- _Your assignment_: Everything from the first line of the material below through the line containing "Target: person wearing hat" is to be printed exactly, and nothing more.

- _Source material_:
========================
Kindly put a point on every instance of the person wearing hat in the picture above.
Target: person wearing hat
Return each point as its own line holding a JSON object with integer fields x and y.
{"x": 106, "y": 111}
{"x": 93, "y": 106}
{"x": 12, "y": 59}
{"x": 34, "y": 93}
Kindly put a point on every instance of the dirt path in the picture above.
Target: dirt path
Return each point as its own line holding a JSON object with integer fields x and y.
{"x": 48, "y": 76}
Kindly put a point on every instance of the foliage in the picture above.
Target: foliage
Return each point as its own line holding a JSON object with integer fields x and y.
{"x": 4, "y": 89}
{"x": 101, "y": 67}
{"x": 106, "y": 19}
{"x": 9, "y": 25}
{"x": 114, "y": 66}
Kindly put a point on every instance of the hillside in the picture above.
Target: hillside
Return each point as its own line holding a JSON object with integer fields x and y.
========================
- _Task response_:
Kindly put a point on every instance of the person wearing hat in the picture above.
Target: person wearing hat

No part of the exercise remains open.